- [Source data]
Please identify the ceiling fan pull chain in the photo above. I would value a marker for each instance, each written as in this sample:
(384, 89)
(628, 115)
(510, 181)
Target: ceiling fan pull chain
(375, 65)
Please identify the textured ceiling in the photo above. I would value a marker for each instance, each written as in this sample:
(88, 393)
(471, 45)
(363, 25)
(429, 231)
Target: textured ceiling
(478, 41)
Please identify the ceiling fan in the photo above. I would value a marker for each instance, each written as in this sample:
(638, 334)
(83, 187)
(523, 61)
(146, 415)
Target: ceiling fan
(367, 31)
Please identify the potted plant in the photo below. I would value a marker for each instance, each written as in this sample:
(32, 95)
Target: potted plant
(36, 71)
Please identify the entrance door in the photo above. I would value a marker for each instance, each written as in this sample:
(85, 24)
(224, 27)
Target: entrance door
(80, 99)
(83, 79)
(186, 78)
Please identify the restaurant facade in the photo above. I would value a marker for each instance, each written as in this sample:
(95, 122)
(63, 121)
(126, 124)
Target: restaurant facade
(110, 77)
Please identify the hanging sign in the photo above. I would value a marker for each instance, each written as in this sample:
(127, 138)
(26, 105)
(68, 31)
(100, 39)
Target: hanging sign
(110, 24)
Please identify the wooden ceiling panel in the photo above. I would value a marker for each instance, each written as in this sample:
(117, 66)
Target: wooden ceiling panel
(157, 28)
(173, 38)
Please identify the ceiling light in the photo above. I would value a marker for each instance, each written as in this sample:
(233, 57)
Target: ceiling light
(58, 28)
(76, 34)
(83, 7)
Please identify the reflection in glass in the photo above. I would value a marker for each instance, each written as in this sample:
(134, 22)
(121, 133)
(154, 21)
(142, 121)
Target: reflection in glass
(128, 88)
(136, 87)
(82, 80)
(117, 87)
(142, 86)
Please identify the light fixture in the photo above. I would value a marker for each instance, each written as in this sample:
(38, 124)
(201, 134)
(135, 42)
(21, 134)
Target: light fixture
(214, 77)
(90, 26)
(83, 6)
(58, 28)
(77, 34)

- [Your goal]
Each record has to be given again exactly as written.

- [Exercise answer]
Please identify the ceiling fan pull chain in the photo above. I would value a marker for each instance, each written as in this sample:
(384, 89)
(628, 115)
(510, 181)
Target: ceiling fan pull chain
(375, 65)
Please identify the textured ceiling in the photo above. I would value a marker for each instance, each written as in this sample:
(88, 393)
(471, 45)
(363, 25)
(429, 231)
Target: textured ceiling
(478, 41)
Please identify the ceiling fan in the photo above. I would value a marker for each instance, each written as in this sample:
(638, 334)
(83, 187)
(523, 61)
(146, 415)
Target: ceiling fan
(367, 31)
Please identify the potted plant in the photo below. I would value a marker for each instance, each written as in this sample:
(32, 95)
Target: potted plant
(36, 71)
Please identify the entrance door in the photo above. I would value a marker for each instance, each written as in this sample:
(85, 24)
(224, 27)
Target: entrance door
(80, 99)
(83, 79)
(186, 78)
Please identify the restaurant facade in the photo above. I would value a marker for each instance, each written as in this sample:
(95, 122)
(63, 121)
(126, 124)
Target: restaurant facade
(110, 77)
Please identify the hanging sign in the photo above. I would value a marker for each instance, each written as in this sample:
(127, 138)
(26, 105)
(68, 31)
(100, 39)
Target: hanging sign
(110, 24)
Please identify the wooden ceiling panel in the photo above. I would value a marker for each instance, each written as in this sample:
(117, 66)
Target: wooden ceiling panel
(157, 28)
(173, 38)
Please identify the ceiling light in the photo above. I would value a marker for each instance, each written as in this sample:
(233, 57)
Target: ceiling light
(58, 28)
(76, 34)
(83, 7)
Please identify the reflection in glass in the photo above. I would value a marker for each instance, each written as in this sample:
(134, 22)
(121, 133)
(154, 21)
(142, 121)
Target: reflection in glass
(128, 88)
(136, 87)
(82, 80)
(117, 87)
(142, 86)
Please identify the light fixture in the photo above. I would value a marker for each instance, each written as in this sample:
(38, 124)
(201, 134)
(135, 42)
(21, 134)
Target: light fixture
(214, 77)
(90, 26)
(83, 6)
(58, 28)
(77, 34)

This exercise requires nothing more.